#### Ziel:
Schreibe den folgenden Artikel über das Urteil gegen einen israelischen Soldaten vollständig und ohne jede Änderung ab.

#### Ausgewählter Text:

•••

Tel Aviv. Sind Schüsse auf einen hilflosen Attentäter auch Totschlag? Ein viel beachteter Prozess hat diese Frage in Israel nun beantwortet.

  • Ein israelischer Soldat ist wegen Totschlags schuldig gesprochen worden
  • Er hatte einen wehrlosen palästinensischen Attentäter getötet
  • Der Fall war in Israel kontrovers diskutiert worden

Der israelische Soldat Elor A. ist wegen Totschlags verurteilt worden, wie ein Militärgericht in Tel Aviv mitteilte. Der Soldat hatte im März 2016 einen am Boden liegenden verletzten palästinensischen Attentäter mit einem Kopfschuss getötet.

Der Todesschuss war von einem palästinensischen Mitarbeiter der Menschenrechtsorganisation Betselem gefilmt worden. Er sorgte in Israel für eine heftige Kontroverse. Die Verkündung des Strafmaßes wird innerhalb eines Monats erwartet. A. drohen bis zu 20 Jahre Haft.

Verteidigung argumentierte mit Selbstverteidigung

Vor dem Militärhauptquartier protestierten am Mittwoch mehrere 100 Menschen laut Polizei teilweise aggressiv für eine Freilassung des Soldaten. Demonstranten blockierten kurzzeitig die Straße. Die Polizei nahm zwei Personen fest. Ultrarechte Politiker wollen sich für eine Begnadigung einsetzen.

•••

#### Datenauszug:

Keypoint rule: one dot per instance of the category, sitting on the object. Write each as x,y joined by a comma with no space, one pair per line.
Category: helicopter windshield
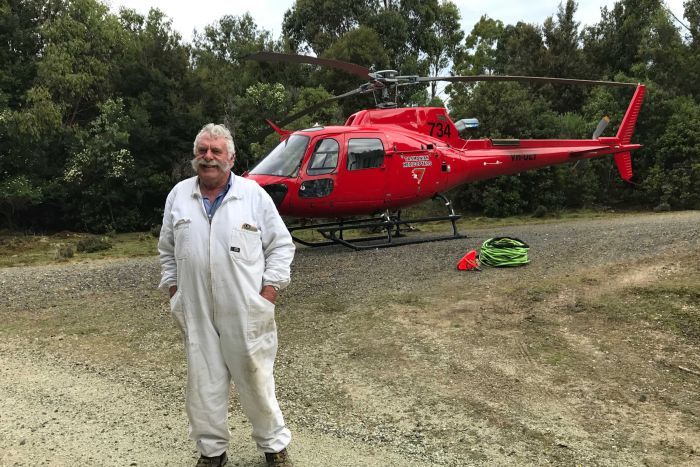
285,159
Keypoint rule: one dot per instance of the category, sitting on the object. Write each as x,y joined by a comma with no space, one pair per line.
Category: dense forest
98,110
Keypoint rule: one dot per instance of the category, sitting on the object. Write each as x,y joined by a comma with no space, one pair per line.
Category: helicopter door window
324,160
365,153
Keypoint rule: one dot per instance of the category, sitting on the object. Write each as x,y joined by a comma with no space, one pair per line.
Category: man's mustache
223,165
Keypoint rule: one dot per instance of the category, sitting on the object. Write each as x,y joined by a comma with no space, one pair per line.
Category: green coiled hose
504,252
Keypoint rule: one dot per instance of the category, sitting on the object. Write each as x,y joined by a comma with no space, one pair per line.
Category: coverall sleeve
277,243
166,247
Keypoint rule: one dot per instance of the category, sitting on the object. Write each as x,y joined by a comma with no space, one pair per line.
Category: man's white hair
216,131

•••

#### Lösung:
Tel Aviv. Sind Schüsse auf einen hilflosen Attentäter auch Totschlag? Ein viel beachteter Prozess hat diese Frage in Israel nun beantwortet.

  • Ein israelischer Soldat ist wegen Totschlags schuldig gesprochen worden
  • Er hatte einen wehrlosen palästinensischen Attentäter getötet
  • Der Fall war in Israel kontrovers diskutiert worden

Der israelische Soldat Elor A. ist wegen Totschlags verurteilt worden, wie ein Militärgericht in Tel Aviv mitteilte. Der Soldat hatte im März 2016 einen am Boden liegenden verletzten palästinensischen Attentäter mit einem Kopfschuss getötet.

Der Todesschuss war von einem palästinensischen Mitarbeiter der Menschenrechtsorganisation Betselem gefilmt worden. Er sorgte in Israel für eine heftige Kontroverse. Die Verkündung des Strafmaßes wird innerhalb eines Monats erwartet. A. drohen bis zu 20 Jahre Haft.

Verteidigung argumentierte mit Selbstverteidigung

Vor dem Militärhauptquartier protestierten am Mittwoch mehrere 100 Menschen laut Polizei teilweise aggressiv für eine Freilassung des Soldaten. Demonstranten blockierten kurzzeitig die Straße. Die Polizei nahm zwei Personen fest. Ultrarechte Politiker wollen sich für eine Begnadigung einsetzen.